### Point-based annotation data
[START]

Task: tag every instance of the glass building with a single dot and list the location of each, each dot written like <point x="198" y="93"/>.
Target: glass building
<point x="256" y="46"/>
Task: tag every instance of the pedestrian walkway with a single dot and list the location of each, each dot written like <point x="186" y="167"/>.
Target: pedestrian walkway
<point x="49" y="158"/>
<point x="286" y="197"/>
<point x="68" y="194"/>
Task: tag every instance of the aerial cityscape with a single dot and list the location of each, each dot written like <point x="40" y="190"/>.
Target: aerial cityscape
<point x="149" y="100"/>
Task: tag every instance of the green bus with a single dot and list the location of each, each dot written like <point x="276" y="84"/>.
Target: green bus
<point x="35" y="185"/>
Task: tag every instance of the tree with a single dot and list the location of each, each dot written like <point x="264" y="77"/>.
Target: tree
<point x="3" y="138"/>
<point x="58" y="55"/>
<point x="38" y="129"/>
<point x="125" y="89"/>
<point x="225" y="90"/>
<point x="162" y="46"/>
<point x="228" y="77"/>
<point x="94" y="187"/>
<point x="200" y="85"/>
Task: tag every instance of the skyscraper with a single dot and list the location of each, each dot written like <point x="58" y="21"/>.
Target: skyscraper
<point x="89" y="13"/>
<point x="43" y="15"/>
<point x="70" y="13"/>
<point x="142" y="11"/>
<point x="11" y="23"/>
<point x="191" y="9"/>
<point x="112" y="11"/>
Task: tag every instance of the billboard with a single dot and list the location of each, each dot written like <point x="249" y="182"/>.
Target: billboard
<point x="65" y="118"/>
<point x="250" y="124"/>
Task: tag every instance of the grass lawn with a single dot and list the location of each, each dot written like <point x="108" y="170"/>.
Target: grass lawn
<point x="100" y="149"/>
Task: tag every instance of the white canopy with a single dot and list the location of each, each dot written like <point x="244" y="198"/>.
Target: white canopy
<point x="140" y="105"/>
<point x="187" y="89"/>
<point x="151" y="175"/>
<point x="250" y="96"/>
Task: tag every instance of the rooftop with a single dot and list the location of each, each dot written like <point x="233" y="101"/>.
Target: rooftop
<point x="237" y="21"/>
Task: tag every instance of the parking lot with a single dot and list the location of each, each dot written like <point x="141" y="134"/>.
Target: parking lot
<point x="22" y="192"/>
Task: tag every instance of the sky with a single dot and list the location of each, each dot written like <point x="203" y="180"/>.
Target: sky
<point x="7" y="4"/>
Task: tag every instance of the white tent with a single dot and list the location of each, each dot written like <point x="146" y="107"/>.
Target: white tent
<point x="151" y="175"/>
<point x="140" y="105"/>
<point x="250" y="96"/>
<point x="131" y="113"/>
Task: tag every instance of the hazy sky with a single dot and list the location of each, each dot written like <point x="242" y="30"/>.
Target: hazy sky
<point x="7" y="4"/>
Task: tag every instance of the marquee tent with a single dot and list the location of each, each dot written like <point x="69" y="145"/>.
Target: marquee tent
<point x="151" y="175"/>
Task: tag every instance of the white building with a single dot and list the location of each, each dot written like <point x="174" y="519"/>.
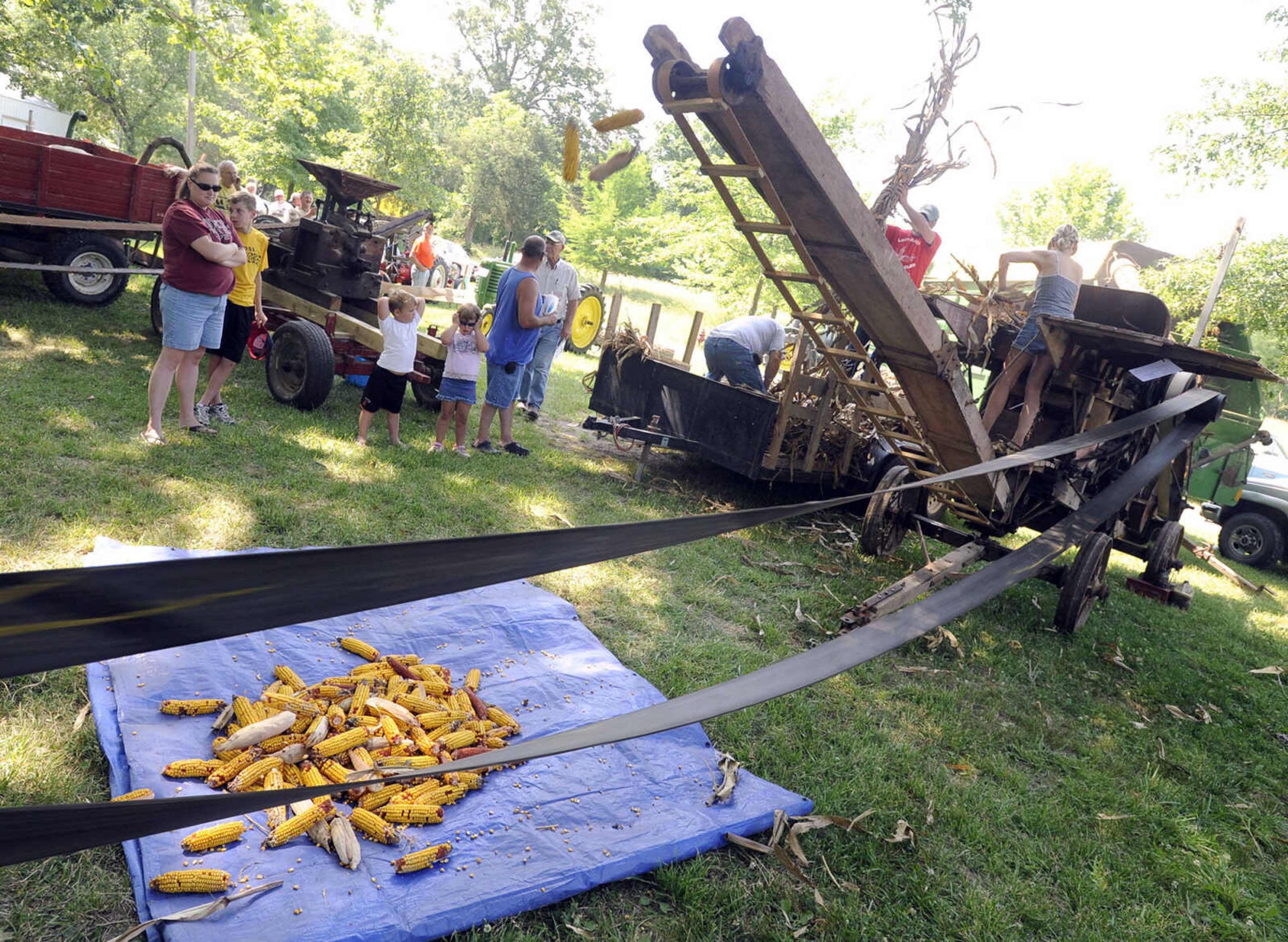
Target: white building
<point x="30" y="114"/>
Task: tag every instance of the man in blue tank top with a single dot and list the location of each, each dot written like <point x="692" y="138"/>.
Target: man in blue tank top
<point x="516" y="330"/>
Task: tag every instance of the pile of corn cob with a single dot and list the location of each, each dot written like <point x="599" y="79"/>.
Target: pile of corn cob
<point x="392" y="715"/>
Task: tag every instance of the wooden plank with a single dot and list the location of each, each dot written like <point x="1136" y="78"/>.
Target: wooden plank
<point x="360" y="330"/>
<point x="695" y="329"/>
<point x="83" y="270"/>
<point x="89" y="225"/>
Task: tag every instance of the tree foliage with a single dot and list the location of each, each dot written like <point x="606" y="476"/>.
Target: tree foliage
<point x="1240" y="135"/>
<point x="1086" y="196"/>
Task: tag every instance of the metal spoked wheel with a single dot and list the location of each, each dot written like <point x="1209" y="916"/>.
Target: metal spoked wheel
<point x="885" y="522"/>
<point x="1165" y="555"/>
<point x="1085" y="584"/>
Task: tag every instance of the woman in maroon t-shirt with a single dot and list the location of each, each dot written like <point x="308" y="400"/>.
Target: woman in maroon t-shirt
<point x="201" y="251"/>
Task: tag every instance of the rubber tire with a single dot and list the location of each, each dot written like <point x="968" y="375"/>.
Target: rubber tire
<point x="79" y="245"/>
<point x="438" y="275"/>
<point x="1165" y="551"/>
<point x="1084" y="584"/>
<point x="305" y="347"/>
<point x="588" y="319"/>
<point x="1272" y="539"/>
<point x="883" y="530"/>
<point x="155" y="308"/>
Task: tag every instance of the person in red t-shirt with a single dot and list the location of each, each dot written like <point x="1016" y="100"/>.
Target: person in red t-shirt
<point x="201" y="251"/>
<point x="916" y="247"/>
<point x="423" y="257"/>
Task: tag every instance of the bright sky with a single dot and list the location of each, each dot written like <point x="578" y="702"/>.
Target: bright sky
<point x="1129" y="64"/>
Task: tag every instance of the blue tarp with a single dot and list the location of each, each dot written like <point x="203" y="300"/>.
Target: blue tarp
<point x="530" y="837"/>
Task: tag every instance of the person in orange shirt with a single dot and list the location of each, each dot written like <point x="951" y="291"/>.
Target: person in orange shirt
<point x="423" y="257"/>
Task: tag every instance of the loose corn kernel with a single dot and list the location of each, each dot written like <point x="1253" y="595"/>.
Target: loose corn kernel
<point x="422" y="859"/>
<point x="359" y="647"/>
<point x="135" y="796"/>
<point x="210" y="838"/>
<point x="374" y="827"/>
<point x="191" y="882"/>
<point x="191" y="708"/>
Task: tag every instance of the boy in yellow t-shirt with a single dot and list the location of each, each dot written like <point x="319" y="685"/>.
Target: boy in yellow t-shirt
<point x="245" y="305"/>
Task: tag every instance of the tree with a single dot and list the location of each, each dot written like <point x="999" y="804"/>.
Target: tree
<point x="1254" y="294"/>
<point x="1086" y="196"/>
<point x="540" y="52"/>
<point x="1241" y="132"/>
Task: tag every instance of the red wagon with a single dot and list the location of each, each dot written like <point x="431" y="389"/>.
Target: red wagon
<point x="67" y="207"/>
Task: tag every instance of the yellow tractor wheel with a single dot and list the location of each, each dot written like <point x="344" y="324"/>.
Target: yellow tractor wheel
<point x="587" y="320"/>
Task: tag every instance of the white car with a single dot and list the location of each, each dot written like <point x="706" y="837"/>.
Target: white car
<point x="458" y="266"/>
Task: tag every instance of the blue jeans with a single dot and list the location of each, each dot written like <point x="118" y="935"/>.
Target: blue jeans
<point x="532" y="391"/>
<point x="733" y="361"/>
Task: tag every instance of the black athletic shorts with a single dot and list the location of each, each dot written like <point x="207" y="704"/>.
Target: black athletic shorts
<point x="237" y="320"/>
<point x="384" y="391"/>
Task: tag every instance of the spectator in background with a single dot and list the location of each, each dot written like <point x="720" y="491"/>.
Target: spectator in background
<point x="511" y="345"/>
<point x="261" y="205"/>
<point x="201" y="251"/>
<point x="280" y="209"/>
<point x="423" y="256"/>
<point x="559" y="279"/>
<point x="736" y="349"/>
<point x="245" y="306"/>
<point x="230" y="184"/>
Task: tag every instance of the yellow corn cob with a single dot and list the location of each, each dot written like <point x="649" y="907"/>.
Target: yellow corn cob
<point x="191" y="708"/>
<point x="422" y="859"/>
<point x="501" y="718"/>
<point x="286" y="676"/>
<point x="235" y="767"/>
<point x="379" y="799"/>
<point x="293" y="829"/>
<point x="334" y="771"/>
<point x="623" y="119"/>
<point x="191" y="769"/>
<point x="272" y="783"/>
<point x="360" y="699"/>
<point x="459" y="740"/>
<point x="572" y="153"/>
<point x="210" y="838"/>
<point x="413" y="814"/>
<point x="340" y="743"/>
<point x="253" y="774"/>
<point x="311" y="775"/>
<point x="359" y="647"/>
<point x="275" y="743"/>
<point x="191" y="882"/>
<point x="374" y="827"/>
<point x="297" y="705"/>
<point x="135" y="796"/>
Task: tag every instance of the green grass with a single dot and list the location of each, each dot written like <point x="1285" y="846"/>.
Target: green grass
<point x="1003" y="762"/>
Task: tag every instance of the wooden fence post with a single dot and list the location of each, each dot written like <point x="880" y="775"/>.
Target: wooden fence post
<point x="693" y="337"/>
<point x="655" y="315"/>
<point x="615" y="308"/>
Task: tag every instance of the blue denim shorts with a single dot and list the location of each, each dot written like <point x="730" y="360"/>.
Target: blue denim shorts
<point x="503" y="388"/>
<point x="458" y="391"/>
<point x="191" y="321"/>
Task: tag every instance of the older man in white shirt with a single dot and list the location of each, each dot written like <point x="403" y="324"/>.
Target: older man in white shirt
<point x="559" y="279"/>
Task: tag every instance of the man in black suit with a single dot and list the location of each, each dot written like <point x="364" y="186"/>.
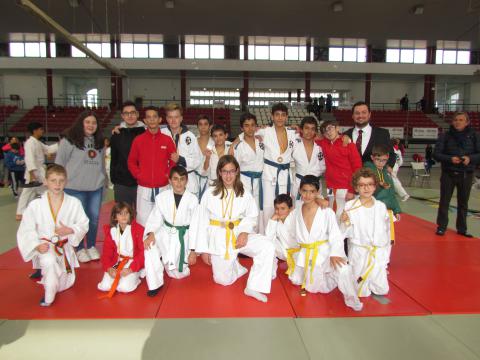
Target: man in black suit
<point x="366" y="136"/>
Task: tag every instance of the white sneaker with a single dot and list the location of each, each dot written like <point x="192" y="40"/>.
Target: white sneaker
<point x="93" y="253"/>
<point x="82" y="255"/>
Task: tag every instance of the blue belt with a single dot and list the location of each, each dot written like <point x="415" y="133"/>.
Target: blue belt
<point x="300" y="177"/>
<point x="279" y="167"/>
<point x="256" y="175"/>
<point x="201" y="188"/>
<point x="155" y="192"/>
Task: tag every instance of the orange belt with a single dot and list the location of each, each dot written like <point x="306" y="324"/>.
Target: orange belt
<point x="120" y="266"/>
<point x="58" y="247"/>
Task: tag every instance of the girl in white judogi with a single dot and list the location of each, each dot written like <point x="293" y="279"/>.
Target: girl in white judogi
<point x="122" y="256"/>
<point x="279" y="142"/>
<point x="223" y="227"/>
<point x="309" y="162"/>
<point x="318" y="263"/>
<point x="52" y="226"/>
<point x="220" y="147"/>
<point x="367" y="225"/>
<point x="248" y="151"/>
<point x="167" y="232"/>
<point x="187" y="154"/>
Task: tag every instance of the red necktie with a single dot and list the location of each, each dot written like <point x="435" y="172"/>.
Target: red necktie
<point x="359" y="142"/>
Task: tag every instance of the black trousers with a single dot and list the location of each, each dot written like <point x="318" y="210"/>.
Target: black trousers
<point x="448" y="182"/>
<point x="127" y="194"/>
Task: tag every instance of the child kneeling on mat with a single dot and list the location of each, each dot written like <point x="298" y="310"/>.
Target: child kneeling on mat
<point x="122" y="257"/>
<point x="318" y="263"/>
<point x="223" y="227"/>
<point x="52" y="226"/>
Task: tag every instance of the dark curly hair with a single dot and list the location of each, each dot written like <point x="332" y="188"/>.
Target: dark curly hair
<point x="76" y="135"/>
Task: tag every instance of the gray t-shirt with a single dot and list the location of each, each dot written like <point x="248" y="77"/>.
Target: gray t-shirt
<point x="85" y="167"/>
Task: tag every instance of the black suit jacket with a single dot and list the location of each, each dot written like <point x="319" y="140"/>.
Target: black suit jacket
<point x="379" y="136"/>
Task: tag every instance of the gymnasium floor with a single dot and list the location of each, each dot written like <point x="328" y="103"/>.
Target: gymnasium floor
<point x="434" y="314"/>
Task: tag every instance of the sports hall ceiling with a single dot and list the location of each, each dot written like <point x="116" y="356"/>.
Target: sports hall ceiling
<point x="375" y="20"/>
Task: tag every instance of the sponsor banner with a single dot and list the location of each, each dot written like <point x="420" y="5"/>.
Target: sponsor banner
<point x="425" y="133"/>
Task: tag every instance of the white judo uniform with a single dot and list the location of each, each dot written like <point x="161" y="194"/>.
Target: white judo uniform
<point x="309" y="262"/>
<point x="282" y="235"/>
<point x="35" y="152"/>
<point x="251" y="167"/>
<point x="368" y="232"/>
<point x="59" y="263"/>
<point x="125" y="249"/>
<point x="277" y="175"/>
<point x="172" y="244"/>
<point x="212" y="167"/>
<point x="214" y="229"/>
<point x="202" y="175"/>
<point x="190" y="156"/>
<point x="315" y="166"/>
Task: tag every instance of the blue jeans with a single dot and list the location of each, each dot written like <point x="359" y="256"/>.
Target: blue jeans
<point x="91" y="202"/>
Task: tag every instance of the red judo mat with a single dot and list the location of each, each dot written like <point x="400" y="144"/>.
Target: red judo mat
<point x="199" y="297"/>
<point x="428" y="274"/>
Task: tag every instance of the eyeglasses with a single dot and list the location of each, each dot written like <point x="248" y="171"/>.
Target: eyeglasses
<point x="364" y="186"/>
<point x="228" y="172"/>
<point x="129" y="113"/>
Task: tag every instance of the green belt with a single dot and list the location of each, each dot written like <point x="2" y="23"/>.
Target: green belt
<point x="181" y="236"/>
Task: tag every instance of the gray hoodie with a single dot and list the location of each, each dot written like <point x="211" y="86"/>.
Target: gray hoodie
<point x="85" y="168"/>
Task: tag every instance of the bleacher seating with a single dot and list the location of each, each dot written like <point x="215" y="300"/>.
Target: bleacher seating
<point x="57" y="119"/>
<point x="474" y="117"/>
<point x="6" y="111"/>
<point x="389" y="118"/>
<point x="190" y="115"/>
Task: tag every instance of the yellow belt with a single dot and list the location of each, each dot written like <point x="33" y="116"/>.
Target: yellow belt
<point x="229" y="226"/>
<point x="309" y="247"/>
<point x="370" y="264"/>
<point x="392" y="227"/>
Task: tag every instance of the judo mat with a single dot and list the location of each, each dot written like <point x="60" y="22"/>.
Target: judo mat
<point x="428" y="274"/>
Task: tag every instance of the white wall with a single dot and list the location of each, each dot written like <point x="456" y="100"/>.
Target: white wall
<point x="151" y="88"/>
<point x="30" y="87"/>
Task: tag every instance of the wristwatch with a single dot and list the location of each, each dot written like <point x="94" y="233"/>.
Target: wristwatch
<point x="55" y="239"/>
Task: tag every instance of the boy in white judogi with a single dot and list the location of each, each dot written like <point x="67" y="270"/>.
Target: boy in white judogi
<point x="279" y="142"/>
<point x="368" y="228"/>
<point x="319" y="263"/>
<point x="187" y="154"/>
<point x="167" y="234"/>
<point x="249" y="153"/>
<point x="205" y="142"/>
<point x="280" y="229"/>
<point x="51" y="228"/>
<point x="223" y="227"/>
<point x="220" y="147"/>
<point x="308" y="156"/>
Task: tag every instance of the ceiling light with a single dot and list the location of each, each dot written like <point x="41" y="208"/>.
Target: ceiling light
<point x="418" y="10"/>
<point x="337" y="6"/>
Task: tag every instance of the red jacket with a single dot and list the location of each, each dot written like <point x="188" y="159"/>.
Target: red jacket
<point x="110" y="254"/>
<point x="341" y="162"/>
<point x="149" y="159"/>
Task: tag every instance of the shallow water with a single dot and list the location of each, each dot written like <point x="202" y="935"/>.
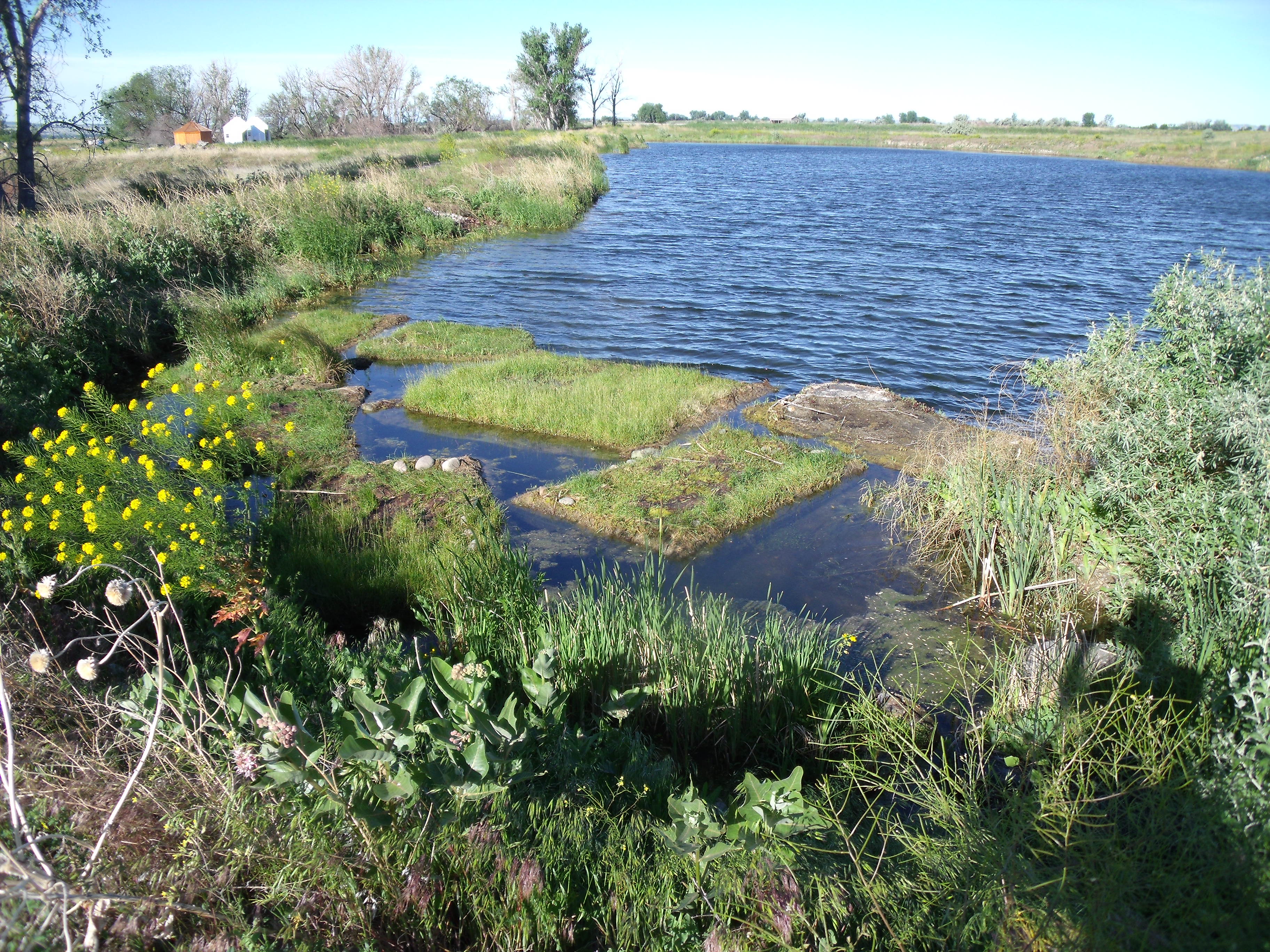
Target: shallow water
<point x="920" y="271"/>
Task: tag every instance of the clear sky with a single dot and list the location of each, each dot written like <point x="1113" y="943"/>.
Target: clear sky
<point x="1160" y="61"/>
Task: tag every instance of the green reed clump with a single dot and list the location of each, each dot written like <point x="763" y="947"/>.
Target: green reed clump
<point x="606" y="403"/>
<point x="433" y="342"/>
<point x="101" y="288"/>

[END]

### TO BE DONE
From the line containing "Task: tag every instance of the yellow belt" through the end of the entries, quote each line exactly and nothing else, excluding all pictures.

### THE COMPLETED TASK
Task: tag every instance of the yellow belt with a single dot and list the location of each, each dot written like <point x="33" y="116"/>.
Target: yellow belt
<point x="229" y="226"/>
<point x="309" y="247"/>
<point x="370" y="264"/>
<point x="392" y="227"/>
Task: tag every instance of the judo mat with a single dot and list the location of each, each dot written like <point x="60" y="22"/>.
Target: judo mat
<point x="428" y="274"/>
Task: tag every instance of the white wall with a single dot and list the location of each, each dot written like <point x="456" y="100"/>.
Target: white wall
<point x="151" y="88"/>
<point x="30" y="87"/>
Task: tag every instance of the wristwatch with a single dot and list the location of each, each dot written like <point x="94" y="233"/>.
Target: wristwatch
<point x="55" y="239"/>
Task: tag every instance of the boy in white judogi with a single dot and list the location of each, each dot written like <point x="67" y="270"/>.
Target: boy in white judogi
<point x="279" y="142"/>
<point x="368" y="228"/>
<point x="319" y="263"/>
<point x="187" y="154"/>
<point x="167" y="234"/>
<point x="249" y="153"/>
<point x="205" y="142"/>
<point x="280" y="229"/>
<point x="51" y="228"/>
<point x="223" y="227"/>
<point x="220" y="147"/>
<point x="308" y="156"/>
Task: tag every instance of the ceiling light with a single dot and list the location of each, each dot written like <point x="41" y="208"/>.
Target: ceiling light
<point x="418" y="10"/>
<point x="337" y="6"/>
Task: tag every instance of the red jacket with a single dot and list the location of each, each dot written like <point x="188" y="159"/>.
Target: red jacket
<point x="110" y="254"/>
<point x="341" y="162"/>
<point x="149" y="159"/>
Task: tag every instance of the shallow water with a single dot and list the location of each, each dot written like <point x="202" y="935"/>.
Target: shallow water
<point x="920" y="271"/>
Task: tag every instance of the clear sky with a single dot and list the location of each, each dot written like <point x="1113" y="943"/>.
Target: clear sky
<point x="1160" y="61"/>
Task: tag every instance of the green reed clump with a single dot and list the location of each, each dot written like <point x="763" y="947"/>.
Target: green reed clump
<point x="606" y="403"/>
<point x="433" y="342"/>
<point x="101" y="288"/>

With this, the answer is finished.